Stated exercise A:
Reproduce word for word the part of the text on rifle case sizing that begins at the words "Most target guys" and ends after the words "apples. Its not!".

Most target guys FL size now days.

It seems neck sized would line up better because the .010" of slop from case walls to chamber wall would be taken out. It doesn't seem to improve accuracy.
I keep hearing, "the competitive guys full length size". I find the general statement somewhat misleading or overly broad. The statement suggests the comp guys are the same as the guy usually asking the question, as though it is apples to apples. Its not!


Yes, I full length on all hunting and some precision rifles. However, I like the bench folk I know, had a reamer ground to match the dies used or dies made to match the reamer used.

The very idea that you can shoot rounds in just any chamber and then FL size with just any SAAMI die and then get the magic dimensions that produce a combo that shoots bug holes is unrealistic. Although I will concede that uncle Jethro might have an O3-A3 that shoots bugholes.

In the real world the guys who are shooting for excellence have $$$$$ tied up in a rifle/scope/gear. To think they just threw a dart to buy dies is ^*+#~!

we all probably have our own thoughts on max growth tolerances for body to chamber, OA growth, as well as throat growth. I don't know any serious shooter who FL sizes regularly unless they have dies matched to their chambers or chambers matched to their dies. And unless all the stars align, SAAMI dies are not Going to do it. THE difference between a SAAMI FL die and a SAAMI Reamer when you have the max spec on the Chamber and the min spec on the die can be huge in body OD and length growth. Add to the built in differences inherent in the chambering process/set up from one smith to the next and cases can grow .010+ in length from FL SAAMI sizing to shooting and similar body growth. Ain't nobody shooting 1/8 to 1/4 moa or less with cases growing .008 or more (in any direction) with each firing.

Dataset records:

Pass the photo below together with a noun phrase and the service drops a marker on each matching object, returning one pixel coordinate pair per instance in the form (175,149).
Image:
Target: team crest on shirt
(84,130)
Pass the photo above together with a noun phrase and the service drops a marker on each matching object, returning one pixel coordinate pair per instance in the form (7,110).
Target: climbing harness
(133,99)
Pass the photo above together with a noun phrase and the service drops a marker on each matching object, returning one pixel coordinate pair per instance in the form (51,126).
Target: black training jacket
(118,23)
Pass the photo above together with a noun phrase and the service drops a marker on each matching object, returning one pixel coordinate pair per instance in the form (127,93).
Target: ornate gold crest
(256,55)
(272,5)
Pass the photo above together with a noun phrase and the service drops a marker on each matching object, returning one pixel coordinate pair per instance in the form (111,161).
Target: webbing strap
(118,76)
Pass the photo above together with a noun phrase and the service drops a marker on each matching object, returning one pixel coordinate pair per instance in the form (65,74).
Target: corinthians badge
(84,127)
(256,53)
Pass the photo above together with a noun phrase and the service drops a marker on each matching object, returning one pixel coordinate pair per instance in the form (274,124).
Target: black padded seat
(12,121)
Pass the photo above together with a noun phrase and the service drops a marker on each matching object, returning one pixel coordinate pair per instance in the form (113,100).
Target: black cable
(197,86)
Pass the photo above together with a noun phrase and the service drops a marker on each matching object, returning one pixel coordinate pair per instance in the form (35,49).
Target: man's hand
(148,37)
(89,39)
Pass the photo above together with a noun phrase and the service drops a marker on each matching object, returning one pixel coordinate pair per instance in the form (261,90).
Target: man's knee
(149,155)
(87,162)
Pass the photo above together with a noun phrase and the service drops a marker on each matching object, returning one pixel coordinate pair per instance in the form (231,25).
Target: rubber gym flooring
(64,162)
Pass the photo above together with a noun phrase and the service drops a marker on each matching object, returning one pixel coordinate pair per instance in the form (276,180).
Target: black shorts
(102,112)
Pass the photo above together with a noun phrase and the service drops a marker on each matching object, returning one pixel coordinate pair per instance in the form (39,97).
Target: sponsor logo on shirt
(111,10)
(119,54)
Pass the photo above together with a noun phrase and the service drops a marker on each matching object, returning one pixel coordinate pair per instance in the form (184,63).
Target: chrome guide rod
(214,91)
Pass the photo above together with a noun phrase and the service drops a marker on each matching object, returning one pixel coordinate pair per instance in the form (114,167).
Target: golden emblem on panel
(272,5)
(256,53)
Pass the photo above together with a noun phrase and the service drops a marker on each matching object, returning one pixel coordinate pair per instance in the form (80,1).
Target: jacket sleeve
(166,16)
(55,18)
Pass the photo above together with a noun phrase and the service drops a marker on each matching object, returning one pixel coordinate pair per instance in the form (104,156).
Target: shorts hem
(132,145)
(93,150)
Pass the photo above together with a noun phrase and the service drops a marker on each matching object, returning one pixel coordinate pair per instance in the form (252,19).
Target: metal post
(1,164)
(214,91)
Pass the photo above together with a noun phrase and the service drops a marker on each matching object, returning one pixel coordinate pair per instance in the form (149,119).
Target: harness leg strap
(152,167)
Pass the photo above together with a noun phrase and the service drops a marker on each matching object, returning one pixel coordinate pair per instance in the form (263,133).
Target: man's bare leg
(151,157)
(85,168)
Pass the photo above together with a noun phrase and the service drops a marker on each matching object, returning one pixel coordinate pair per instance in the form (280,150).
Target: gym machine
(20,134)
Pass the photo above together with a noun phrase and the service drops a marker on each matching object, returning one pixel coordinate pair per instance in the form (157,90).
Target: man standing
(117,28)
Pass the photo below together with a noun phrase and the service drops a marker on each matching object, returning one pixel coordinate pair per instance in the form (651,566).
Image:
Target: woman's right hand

Stated exercise B:
Count the lines in the listing that contain the string "black", treating uppercase and lowercase as different. Give only the number.

Final answer A:
Most target guys FL size now days.

It seems neck sized would line up better because the .010" of slop from case walls to chamber wall would be taken out. It doesn't seem to improve accuracy.
I keep hearing, "the competitive guys full length size". I find the general statement somewhat misleading or overly broad. The statement suggests the comp guys are the same as the guy usually asking the question, as though it is apples to apples. Its not!

Final answer B:
4